### Exercise requirements
**A)** In the opinion piece on Medicare Advantage fraud, render this sentence in Spanish: "The fraud has only ballooned since then."
**B)** According to the Center for Medicare Advocacy, as cited in the opinion piece on Medicare Advantage fraud, by how much do MA insurers today bill in excess of what treatments were required for U.S. patients?

### Excerpted passage
--- START ---

Monday, June 9, 2025

Dr. Oz Must Tackle MA Fraud, One Insurer at a Time

 CMS Director Mehmet Oz just directed the agency to double down on auditing Medicare Advantage (MA) plans to root out waste and fraud. In the same week, Senate Republicans signalled the same scrutiny. Americans should be cheering these moves that could keep Medicare sustainable.

For years, lawmakers and agencies like CMS alike have seen evidence that MA plan insurers routinely overcharge the government by billions, leaving the average taxpayer to foot the bill. This fraud is unacceptable – and it’s just for Congress and the Administration to stomp it out.

Starting with this audit, Director Oz ought to send a clear message to insurers that have practiced rampant abuse of taxpayer dollars: We have zero tolerance for fraud, waste, and abuse.

Medicare Advantage, when created, allowed Medicare patients to have a choice of a private coverage option. But the very makeup of these plans invite insurers to game the system.

Private insurers that run MA plans will take any chance they can to increase their margins and bleed Medicare dry. Countless MA insurers charged the government for diagnoses based on shoddy health screening done in-house, according to a 2021 Inspector General’s report. It’s not a new problem, either – MA overbilling goes back to 2012, when CMS found $12 billion of this fraud under the Obama administration.

The fraud has only ballooned since then. Today, MA insurers bill $140 billion in excess of what treatments were required for U.S. patients, according to the Center for Medicare Advocacy. Some health plans over-bill by up to $5,888 per patient for standard treatments.

Should Americans expect this additional cash flow to go to patients? Of course not. Nearly one-third of all American healthcare expenditures go to administrative costs and fees, according to a survey from the Commonwealth Fund. That means more money towards suits and less to the ‘scrubs’ helping the patients.

The government must take a stand against this misuse of funds. CMS Director Oz is starting now. Here’s a few pointed suggestions.

--- END ---

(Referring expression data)
--- START ---

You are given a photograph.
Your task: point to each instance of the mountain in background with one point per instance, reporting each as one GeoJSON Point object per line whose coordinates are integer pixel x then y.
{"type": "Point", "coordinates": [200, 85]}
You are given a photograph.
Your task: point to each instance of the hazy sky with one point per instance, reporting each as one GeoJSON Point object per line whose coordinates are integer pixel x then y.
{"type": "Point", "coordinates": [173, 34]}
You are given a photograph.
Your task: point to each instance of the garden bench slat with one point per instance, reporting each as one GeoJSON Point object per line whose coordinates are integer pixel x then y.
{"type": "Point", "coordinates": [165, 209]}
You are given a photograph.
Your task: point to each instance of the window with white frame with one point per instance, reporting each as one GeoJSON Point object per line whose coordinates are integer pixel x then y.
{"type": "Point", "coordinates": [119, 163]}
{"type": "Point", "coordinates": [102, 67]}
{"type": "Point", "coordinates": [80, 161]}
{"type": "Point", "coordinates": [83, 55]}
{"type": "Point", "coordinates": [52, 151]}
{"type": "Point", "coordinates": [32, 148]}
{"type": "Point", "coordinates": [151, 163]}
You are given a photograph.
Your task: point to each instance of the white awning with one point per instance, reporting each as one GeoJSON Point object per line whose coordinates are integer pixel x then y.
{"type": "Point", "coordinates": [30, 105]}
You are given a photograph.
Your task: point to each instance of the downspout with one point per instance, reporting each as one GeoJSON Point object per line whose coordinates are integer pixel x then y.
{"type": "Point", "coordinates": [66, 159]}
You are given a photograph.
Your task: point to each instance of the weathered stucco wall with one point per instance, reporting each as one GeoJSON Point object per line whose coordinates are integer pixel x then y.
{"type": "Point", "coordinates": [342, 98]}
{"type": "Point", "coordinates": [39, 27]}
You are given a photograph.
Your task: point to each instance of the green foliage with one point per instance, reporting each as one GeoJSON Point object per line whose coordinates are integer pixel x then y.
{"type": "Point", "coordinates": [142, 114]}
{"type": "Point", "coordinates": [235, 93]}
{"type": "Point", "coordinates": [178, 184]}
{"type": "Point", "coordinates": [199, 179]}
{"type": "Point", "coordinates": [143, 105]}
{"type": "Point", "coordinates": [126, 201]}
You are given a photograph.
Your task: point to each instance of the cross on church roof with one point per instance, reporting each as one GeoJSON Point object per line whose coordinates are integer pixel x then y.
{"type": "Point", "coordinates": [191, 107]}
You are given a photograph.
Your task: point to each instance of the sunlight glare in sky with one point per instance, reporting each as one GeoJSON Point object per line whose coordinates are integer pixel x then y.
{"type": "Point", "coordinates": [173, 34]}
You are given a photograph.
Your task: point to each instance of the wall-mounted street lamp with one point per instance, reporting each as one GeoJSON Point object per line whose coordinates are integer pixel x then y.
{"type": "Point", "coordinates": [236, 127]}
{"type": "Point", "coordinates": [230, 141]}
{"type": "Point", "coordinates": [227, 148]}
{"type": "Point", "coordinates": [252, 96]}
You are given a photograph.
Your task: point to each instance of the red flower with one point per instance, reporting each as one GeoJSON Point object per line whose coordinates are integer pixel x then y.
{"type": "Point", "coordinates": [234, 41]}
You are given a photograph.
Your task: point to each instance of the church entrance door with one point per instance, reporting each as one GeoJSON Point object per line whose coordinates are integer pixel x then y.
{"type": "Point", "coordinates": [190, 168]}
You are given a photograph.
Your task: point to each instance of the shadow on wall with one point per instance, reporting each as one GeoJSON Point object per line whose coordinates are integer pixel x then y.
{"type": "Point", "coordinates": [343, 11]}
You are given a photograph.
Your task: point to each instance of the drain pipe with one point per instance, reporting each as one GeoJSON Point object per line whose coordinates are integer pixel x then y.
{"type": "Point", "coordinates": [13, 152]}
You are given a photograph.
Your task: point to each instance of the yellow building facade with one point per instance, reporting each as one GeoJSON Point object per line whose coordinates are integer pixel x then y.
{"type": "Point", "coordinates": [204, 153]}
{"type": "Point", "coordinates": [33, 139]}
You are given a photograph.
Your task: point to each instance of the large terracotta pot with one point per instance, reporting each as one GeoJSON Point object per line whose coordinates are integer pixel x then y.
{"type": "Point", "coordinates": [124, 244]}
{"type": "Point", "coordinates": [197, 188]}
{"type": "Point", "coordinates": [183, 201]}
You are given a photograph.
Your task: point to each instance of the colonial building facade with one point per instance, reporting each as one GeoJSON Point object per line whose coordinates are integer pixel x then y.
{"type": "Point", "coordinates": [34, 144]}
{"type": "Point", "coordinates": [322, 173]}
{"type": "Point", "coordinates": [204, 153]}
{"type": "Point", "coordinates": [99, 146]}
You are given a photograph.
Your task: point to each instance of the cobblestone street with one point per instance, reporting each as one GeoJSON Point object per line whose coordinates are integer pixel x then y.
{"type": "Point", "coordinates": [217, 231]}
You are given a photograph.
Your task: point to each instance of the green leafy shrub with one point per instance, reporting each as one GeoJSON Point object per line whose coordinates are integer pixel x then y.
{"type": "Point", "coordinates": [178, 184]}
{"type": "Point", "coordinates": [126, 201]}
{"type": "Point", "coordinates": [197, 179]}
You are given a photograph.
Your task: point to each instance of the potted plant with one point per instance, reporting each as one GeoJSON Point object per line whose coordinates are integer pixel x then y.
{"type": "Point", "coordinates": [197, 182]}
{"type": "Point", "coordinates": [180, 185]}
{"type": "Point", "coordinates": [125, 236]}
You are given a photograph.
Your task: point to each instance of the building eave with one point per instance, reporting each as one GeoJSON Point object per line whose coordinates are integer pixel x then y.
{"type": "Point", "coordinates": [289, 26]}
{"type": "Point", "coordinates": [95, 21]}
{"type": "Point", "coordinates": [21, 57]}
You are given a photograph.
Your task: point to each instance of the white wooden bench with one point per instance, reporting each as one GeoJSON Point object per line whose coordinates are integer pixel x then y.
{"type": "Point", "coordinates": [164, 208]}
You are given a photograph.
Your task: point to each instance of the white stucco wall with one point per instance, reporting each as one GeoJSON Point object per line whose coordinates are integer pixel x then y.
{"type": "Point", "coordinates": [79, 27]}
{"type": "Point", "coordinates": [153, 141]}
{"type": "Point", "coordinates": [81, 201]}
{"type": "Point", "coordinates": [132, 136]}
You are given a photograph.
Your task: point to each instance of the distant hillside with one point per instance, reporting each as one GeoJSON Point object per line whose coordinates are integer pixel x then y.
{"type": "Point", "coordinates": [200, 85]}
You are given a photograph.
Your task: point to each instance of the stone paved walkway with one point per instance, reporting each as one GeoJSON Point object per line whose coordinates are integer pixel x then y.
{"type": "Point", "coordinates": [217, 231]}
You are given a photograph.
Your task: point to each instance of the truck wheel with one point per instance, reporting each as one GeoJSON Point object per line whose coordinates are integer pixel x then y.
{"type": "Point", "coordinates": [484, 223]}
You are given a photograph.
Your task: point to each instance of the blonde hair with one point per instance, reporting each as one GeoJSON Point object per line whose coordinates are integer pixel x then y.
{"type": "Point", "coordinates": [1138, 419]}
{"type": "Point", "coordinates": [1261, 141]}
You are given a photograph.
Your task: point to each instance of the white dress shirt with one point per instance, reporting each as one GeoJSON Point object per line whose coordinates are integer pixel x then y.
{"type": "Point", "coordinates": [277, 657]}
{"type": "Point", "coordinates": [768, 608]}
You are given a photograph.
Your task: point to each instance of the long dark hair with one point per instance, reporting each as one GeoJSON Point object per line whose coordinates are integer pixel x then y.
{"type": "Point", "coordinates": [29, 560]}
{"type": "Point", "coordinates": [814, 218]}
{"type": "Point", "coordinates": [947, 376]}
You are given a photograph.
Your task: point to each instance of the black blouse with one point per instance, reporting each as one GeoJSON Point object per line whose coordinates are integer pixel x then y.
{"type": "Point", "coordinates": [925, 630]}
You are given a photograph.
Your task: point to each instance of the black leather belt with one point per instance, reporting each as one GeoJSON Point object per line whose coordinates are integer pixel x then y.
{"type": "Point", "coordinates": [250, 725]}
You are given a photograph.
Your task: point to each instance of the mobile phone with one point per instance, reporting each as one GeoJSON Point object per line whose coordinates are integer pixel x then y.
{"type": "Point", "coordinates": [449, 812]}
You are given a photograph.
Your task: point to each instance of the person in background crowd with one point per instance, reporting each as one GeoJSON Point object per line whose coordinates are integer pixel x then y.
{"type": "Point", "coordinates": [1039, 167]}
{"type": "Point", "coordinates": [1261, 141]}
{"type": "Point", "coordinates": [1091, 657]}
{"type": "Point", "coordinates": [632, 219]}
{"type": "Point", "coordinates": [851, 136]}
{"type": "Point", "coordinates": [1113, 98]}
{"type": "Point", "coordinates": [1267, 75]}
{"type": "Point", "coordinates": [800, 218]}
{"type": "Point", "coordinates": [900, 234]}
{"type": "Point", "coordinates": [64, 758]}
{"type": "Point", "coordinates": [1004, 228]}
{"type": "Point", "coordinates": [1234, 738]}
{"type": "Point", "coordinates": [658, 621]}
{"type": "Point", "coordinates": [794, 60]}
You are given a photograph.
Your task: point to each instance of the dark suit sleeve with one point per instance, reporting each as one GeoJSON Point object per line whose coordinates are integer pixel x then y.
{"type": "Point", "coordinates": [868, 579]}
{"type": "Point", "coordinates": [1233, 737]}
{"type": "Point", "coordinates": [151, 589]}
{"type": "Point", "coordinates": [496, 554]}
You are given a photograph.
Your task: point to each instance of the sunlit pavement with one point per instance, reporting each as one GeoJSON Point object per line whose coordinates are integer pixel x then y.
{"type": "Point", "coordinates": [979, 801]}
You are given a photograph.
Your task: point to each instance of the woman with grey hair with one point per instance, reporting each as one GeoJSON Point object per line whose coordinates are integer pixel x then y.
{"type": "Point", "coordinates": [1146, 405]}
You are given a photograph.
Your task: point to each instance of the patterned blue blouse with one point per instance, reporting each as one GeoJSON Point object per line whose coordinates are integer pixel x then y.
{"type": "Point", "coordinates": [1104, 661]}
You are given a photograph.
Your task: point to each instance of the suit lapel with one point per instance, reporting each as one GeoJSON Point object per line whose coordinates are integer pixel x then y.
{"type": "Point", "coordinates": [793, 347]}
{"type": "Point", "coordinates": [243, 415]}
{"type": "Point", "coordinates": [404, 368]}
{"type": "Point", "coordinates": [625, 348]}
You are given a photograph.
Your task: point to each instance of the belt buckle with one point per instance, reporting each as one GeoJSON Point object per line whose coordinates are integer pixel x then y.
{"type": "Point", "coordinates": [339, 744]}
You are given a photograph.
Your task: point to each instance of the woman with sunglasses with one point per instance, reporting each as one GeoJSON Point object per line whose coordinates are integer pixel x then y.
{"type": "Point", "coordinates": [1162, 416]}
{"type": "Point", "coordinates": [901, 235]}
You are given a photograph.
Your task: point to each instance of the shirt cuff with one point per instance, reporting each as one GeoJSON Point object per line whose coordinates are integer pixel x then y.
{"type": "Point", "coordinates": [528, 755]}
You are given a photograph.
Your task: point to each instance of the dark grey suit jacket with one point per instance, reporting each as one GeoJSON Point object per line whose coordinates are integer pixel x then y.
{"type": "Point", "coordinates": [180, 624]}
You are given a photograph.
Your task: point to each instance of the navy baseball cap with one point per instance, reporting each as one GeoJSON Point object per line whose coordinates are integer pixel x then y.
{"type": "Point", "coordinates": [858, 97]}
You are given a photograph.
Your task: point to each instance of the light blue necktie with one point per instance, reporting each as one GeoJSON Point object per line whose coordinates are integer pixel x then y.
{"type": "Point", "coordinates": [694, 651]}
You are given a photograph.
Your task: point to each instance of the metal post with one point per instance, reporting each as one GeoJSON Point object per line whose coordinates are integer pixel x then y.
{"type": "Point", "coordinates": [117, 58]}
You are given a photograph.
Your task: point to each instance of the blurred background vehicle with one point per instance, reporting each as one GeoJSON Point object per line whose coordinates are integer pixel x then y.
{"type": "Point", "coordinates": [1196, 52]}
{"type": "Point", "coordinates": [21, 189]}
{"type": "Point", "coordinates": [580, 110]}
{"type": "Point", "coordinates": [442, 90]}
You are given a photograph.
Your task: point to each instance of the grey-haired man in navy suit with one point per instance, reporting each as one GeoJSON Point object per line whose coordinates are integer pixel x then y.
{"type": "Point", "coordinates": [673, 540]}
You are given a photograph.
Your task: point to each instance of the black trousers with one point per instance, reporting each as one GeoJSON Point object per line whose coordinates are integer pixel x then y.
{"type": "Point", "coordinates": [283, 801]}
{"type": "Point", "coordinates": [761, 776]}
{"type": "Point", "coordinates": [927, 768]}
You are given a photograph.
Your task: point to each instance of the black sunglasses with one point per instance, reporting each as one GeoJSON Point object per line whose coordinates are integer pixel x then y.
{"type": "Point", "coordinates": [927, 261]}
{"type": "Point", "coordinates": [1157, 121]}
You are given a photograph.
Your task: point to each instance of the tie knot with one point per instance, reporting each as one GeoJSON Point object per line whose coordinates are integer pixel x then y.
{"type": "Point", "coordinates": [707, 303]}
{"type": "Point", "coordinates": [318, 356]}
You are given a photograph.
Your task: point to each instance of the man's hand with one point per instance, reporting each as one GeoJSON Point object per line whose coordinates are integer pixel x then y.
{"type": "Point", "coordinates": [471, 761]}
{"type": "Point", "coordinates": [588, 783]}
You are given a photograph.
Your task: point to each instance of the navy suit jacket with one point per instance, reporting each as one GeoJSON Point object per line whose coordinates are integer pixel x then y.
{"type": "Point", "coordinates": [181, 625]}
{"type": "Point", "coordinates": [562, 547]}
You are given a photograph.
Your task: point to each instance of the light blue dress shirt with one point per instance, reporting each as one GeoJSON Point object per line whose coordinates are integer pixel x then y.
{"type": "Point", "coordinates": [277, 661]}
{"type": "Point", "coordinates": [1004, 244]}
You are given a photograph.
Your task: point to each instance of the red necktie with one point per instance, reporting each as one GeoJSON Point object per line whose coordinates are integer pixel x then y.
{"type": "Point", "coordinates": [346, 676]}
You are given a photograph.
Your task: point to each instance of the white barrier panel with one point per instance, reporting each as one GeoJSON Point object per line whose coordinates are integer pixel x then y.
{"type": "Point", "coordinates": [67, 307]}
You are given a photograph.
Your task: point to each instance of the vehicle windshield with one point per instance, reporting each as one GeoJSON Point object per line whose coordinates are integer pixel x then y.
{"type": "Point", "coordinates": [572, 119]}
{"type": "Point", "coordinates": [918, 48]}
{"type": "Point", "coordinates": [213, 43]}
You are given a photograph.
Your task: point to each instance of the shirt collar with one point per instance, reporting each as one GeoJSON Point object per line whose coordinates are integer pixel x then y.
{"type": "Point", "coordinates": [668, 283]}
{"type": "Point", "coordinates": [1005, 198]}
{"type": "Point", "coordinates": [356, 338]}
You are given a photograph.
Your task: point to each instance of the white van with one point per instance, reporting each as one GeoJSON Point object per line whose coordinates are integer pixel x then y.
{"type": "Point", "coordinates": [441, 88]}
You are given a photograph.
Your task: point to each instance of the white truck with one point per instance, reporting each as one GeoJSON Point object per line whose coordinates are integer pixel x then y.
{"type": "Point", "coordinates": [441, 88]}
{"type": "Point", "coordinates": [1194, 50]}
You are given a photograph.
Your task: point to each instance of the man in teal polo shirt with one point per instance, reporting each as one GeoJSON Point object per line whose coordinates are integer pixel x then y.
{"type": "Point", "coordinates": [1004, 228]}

--- END ---

### Task results
**A)** El fraude no ha hecho más que crecer desde entonces.

**B)** $140 billion.